Yennsy Manuel Díaz (born November 15, 1996) is a Dominican professional baseball pitcher for the Sultanes de Monterrey of the Mexican League. He has played in Major League Baseball (MLB) for the Toronto Blue Jays and New York Mets.

Career

Toronto Blue Jays
Díaz signed with the Blue Jays as an international free agent on July 3, 2014. He began the 2015 season assigned to the Rookie-level Dominican Summer League Blue Jays, and was promoted to the Gulf Coast League Blue Jays for the final month of the season. In 56 total innings pitched, Díaz posted a 4–4 win–loss record, 2.88 earned run average (ERA), and 58 strikeouts. He played the entire 2016 season with the Rookie Advanced Bluefield Blue Jays, and went 4–6 with a 5.79 ERA and 48 strikeouts in 56 innings. Díaz made his full-season debut in 2017, pitching the year with the Class-A Lansing Lugnuts. In 77 innings, he pitched to a 5–2 record, 4.79 ERA, and 82 strikeouts.

Díaz began the 2018 campaign with Lansing, and was promoted to the Advanced-A Dunedin Blue Jays in late May. He would finish the season with a 10–5 record, 3.05 ERA, and 125 strikeouts in 147 innings. The Blue Jays added Díaz to their 40-man roster after the 2018 season to protect him from the Rule 5 draft.

He opened the 2019 season with the New Hampshire Fisher Cats. On August 3, the Blue Jays promoted Díaz to the major leagues. Díaz made his major league debut on August 4, allowing two runs over  of an inning pitched. He was returned to New Hampshire  on August 5.

With the 2019 Toronto Blue Jays, Díaz appeared in 1 game, compiling a 0–0 record with 27.00 ERA and no strikeouts in 0.2 innings pitched. He spent the 2020 season at the Blue Jays alternate training site and did not play in a game for the big league club.

### Records provided
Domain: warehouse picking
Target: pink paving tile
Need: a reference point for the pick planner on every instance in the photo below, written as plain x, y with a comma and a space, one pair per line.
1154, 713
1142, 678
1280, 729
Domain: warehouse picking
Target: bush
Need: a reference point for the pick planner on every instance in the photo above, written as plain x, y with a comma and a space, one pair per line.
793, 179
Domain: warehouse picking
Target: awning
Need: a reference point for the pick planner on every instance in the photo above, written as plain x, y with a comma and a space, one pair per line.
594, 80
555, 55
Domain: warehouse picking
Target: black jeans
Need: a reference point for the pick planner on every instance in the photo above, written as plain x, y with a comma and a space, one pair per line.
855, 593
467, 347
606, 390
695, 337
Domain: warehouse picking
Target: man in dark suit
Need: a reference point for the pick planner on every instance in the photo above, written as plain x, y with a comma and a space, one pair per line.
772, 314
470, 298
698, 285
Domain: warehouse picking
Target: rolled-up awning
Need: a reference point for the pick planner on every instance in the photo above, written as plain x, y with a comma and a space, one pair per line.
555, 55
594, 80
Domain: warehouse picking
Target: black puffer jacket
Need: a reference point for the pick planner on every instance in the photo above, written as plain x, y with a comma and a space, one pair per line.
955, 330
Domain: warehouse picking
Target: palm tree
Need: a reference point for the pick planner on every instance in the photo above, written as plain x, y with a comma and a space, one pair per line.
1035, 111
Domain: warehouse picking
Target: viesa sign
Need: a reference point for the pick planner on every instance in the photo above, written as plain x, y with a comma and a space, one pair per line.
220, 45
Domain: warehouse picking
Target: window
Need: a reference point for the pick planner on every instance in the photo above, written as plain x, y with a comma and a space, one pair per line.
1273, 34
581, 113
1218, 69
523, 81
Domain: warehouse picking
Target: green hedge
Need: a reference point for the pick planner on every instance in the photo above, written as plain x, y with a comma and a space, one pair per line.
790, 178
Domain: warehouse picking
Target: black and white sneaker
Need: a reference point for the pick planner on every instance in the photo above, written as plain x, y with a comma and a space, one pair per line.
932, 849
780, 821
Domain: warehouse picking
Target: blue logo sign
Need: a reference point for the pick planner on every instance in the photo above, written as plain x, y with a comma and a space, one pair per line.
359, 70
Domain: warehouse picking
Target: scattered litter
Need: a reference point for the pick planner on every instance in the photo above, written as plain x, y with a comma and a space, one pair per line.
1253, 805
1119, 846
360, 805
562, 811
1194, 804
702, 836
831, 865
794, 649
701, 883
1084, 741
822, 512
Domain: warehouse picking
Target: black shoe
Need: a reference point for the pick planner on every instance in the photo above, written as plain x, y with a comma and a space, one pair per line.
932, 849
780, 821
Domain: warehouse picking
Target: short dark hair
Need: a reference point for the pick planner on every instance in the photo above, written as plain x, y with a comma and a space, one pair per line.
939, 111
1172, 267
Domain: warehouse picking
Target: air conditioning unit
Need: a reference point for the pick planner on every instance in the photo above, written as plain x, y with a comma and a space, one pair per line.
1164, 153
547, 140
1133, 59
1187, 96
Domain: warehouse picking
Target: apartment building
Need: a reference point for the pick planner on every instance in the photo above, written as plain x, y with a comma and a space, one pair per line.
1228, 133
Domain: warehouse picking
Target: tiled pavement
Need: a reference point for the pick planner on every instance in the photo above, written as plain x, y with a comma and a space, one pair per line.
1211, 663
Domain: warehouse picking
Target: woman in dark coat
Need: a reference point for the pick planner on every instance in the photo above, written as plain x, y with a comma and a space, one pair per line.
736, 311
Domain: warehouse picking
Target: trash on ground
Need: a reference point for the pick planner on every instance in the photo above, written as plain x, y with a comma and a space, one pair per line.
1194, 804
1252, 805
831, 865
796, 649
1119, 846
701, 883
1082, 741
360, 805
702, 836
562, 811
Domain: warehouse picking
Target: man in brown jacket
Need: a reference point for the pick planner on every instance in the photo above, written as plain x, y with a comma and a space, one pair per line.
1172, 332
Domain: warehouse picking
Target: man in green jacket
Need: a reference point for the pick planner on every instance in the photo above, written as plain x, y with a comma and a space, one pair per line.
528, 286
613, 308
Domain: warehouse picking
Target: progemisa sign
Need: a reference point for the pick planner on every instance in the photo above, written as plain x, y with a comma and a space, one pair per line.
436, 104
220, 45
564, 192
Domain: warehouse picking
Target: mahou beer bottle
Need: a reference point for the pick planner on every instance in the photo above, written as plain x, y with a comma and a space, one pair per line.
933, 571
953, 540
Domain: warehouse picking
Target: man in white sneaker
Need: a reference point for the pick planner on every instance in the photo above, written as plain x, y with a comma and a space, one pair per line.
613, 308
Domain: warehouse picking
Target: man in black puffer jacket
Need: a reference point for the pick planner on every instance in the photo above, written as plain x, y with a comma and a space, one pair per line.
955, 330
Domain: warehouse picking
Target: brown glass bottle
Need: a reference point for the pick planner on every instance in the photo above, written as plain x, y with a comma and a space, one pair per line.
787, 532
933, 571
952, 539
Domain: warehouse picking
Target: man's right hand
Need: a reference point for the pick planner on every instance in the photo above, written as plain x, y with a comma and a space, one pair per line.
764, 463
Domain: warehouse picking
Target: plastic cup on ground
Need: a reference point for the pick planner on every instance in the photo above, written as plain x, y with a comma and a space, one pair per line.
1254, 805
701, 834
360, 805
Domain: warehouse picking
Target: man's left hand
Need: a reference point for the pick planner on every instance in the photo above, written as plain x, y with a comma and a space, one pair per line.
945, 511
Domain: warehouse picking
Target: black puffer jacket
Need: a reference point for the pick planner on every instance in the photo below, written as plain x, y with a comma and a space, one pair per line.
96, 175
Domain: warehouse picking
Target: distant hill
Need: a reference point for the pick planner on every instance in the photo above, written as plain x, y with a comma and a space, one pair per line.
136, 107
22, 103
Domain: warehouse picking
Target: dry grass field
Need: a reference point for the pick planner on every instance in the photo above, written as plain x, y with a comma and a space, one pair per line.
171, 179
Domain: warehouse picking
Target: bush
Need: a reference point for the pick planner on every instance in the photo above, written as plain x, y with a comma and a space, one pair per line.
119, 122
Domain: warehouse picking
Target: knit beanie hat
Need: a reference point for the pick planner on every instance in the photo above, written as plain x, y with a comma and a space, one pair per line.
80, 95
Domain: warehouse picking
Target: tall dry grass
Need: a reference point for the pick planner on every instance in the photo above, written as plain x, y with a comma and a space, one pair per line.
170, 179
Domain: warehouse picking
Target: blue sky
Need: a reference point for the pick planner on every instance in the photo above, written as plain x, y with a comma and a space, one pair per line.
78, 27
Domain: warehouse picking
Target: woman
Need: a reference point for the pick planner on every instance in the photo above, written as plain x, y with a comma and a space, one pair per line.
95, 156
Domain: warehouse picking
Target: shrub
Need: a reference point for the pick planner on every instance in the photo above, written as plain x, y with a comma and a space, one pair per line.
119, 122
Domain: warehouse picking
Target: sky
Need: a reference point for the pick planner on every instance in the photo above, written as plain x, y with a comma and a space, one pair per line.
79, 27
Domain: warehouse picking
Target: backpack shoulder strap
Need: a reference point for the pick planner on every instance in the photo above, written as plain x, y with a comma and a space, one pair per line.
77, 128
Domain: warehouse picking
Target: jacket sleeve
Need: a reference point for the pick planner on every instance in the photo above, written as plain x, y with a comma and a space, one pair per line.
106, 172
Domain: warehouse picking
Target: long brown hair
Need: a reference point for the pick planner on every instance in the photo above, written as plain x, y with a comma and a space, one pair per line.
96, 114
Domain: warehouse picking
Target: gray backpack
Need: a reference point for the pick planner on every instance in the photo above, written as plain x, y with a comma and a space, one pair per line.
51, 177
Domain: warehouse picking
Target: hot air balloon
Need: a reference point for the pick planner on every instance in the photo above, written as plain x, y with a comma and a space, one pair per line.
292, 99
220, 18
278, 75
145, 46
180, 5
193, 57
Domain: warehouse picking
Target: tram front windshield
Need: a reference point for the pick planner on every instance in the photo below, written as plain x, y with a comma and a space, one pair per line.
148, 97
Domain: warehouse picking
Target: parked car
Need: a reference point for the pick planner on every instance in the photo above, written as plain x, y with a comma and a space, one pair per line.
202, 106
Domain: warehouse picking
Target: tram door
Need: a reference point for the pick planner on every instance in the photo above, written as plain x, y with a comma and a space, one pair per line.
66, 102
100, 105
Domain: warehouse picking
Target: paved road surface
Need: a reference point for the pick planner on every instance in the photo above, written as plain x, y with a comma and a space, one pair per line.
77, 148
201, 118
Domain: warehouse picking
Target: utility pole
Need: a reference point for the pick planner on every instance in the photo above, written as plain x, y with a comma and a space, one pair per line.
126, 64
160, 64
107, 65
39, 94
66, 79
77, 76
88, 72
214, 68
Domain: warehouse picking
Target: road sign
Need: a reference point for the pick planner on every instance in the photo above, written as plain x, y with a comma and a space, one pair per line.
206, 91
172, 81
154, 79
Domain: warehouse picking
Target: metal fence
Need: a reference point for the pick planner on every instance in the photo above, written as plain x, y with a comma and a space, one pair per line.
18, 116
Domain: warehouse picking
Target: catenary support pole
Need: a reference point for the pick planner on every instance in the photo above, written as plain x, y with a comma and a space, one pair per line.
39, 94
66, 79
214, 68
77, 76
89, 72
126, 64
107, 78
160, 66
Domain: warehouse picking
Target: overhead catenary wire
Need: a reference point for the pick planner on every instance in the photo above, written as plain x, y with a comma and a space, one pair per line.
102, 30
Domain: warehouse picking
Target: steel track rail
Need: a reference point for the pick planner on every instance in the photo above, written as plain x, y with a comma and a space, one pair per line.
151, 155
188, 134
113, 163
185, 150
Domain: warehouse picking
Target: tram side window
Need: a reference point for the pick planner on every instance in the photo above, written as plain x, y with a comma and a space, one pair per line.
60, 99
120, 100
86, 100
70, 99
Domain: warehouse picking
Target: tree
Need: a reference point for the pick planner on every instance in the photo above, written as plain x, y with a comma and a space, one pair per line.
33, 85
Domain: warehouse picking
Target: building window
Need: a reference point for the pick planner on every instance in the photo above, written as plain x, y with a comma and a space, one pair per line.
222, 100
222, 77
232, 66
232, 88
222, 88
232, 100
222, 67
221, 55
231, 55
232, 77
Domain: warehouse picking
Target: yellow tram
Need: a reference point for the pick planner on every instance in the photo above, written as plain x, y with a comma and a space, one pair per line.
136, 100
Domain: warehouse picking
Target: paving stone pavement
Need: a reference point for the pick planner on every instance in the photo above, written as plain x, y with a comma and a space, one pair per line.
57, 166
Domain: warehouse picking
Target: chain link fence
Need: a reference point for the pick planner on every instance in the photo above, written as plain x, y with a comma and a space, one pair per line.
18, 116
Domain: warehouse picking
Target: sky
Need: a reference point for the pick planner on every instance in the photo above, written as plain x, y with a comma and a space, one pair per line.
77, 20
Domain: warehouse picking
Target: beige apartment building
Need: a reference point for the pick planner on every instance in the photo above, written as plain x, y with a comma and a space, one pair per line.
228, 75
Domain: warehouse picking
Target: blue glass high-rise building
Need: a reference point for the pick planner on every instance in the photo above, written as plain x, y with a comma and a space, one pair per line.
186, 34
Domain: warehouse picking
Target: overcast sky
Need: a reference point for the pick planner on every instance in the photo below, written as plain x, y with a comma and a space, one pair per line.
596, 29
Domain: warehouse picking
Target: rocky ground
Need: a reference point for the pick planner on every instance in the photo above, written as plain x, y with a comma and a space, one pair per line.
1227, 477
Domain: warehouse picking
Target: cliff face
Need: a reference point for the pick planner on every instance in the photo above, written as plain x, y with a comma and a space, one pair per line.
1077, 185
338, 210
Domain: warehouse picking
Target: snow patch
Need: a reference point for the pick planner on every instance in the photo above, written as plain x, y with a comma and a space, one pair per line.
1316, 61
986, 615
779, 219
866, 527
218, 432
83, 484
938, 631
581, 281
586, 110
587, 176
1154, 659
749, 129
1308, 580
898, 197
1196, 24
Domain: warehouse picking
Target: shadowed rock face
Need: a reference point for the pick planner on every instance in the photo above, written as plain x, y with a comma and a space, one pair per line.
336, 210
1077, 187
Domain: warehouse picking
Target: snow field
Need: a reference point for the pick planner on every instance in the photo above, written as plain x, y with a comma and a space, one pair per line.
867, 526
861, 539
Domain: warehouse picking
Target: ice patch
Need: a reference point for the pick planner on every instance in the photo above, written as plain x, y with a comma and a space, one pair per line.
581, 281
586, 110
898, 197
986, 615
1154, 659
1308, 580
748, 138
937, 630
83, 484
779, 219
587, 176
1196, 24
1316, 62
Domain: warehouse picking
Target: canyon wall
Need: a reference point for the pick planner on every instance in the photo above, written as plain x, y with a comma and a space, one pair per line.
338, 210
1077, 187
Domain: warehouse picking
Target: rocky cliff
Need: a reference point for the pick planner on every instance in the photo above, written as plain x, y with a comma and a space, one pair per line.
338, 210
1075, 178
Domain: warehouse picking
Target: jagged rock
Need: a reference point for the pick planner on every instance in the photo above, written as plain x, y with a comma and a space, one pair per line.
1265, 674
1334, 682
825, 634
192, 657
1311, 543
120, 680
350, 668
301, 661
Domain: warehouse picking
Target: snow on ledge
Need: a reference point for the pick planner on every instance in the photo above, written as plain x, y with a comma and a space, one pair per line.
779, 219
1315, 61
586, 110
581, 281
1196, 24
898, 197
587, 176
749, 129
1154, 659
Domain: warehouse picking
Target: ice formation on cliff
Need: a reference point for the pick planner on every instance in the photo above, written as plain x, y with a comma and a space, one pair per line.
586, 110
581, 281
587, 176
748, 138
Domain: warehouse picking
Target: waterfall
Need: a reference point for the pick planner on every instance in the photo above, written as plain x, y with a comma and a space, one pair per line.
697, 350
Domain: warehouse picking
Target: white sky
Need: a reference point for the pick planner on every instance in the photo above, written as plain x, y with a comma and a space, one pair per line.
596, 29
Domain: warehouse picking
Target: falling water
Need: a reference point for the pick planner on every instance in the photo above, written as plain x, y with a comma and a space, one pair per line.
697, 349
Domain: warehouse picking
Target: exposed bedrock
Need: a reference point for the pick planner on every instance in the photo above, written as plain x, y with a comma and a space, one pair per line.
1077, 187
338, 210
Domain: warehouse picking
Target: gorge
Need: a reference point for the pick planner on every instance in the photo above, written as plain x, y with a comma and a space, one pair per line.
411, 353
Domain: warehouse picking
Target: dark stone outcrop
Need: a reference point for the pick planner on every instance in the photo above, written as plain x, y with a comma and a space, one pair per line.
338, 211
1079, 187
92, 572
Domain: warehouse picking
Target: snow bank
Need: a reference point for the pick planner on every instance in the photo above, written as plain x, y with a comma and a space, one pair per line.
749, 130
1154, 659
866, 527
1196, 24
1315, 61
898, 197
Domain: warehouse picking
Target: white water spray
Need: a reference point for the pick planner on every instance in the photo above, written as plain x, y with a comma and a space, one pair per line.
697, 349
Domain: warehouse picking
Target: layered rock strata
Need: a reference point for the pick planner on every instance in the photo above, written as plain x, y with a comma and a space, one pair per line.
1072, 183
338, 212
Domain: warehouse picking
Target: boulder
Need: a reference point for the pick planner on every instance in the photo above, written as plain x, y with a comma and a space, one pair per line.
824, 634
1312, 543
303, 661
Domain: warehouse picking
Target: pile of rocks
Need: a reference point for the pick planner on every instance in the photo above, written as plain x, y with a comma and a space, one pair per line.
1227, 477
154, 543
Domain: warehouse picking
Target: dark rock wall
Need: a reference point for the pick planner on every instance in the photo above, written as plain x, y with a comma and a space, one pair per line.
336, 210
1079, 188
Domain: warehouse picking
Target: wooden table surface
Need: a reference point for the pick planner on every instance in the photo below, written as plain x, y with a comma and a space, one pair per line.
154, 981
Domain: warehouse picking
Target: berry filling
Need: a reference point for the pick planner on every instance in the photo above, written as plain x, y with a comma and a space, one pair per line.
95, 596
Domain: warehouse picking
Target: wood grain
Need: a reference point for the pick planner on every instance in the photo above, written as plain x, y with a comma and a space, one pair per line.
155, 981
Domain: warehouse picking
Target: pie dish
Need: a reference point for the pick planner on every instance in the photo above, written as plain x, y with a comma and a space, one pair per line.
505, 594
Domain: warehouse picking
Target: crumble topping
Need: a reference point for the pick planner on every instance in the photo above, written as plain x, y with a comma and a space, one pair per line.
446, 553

### Tasks and exercises
• A. Summarize the passage on Yennsy Díaz in two sentences.
• B. Edit the stretch from "Díaz began the" through "Rule 5 draft." in the passage on Yennsy Díaz, putting "early June" in place of "late May".
• C. Based on the passage on Yennsy Díaz, answer yes or no to each statement and quote the words that decide it: (i) Díaz signed with the Blue Jays on July 3, 2014. (ii) Díaz spent all of the 2016 season with the Lansing Lugnuts. (iii) Díaz pitched in games for the big league club during the 2020 season.

### Answers to the tasks
• A. Yennsy Manuel Díaz is a Dominican professional baseball pitcher for the Sultanes de Monterrey of the Mexican League who has played in Major League Baseball for the Toronto Blue Jays and New York Mets. After signing with the Blue Jays in 2014, he pitched for several of their minor league teams, made his major league debut on August 4, 2019, and spent the 2020 season at the team's alternate training site without playing in a game for the big league club.

• B.
Díaz began the 2018 campaign with Lansing, and was promoted to the Advanced-A Dunedin Blue Jays in early June. He would finish the season with a 10–5 record, 3.05 ERA, and 125 strikeouts in 147 innings. The Blue Jays added Díaz to their 40-man roster after the 2018 season to protect him from the Rule 5 draft.

• C.
(i) Yes: "Díaz signed with the Blue Jays as an international free agent on July 3, 2014."
(ii) No: "He played the entire 2016 season with the Rookie Advanced Bluefield Blue Jays."
(iii) No: "He spent the 2020 season at the Blue Jays alternate training site and did not play in a game for the big league club."